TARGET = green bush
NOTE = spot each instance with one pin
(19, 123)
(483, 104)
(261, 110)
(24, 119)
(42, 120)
--------------------------------------------------
● **TASK STATEMENT**: Rewrite these lines with "green bush" replaced by "leafy shrub", leaving everything else unchanged.

● **SOLUTION BELOW**:
TARGET = leafy shrub
NOTE = spot each instance with one pin
(19, 123)
(483, 104)
(261, 110)
(24, 119)
(42, 120)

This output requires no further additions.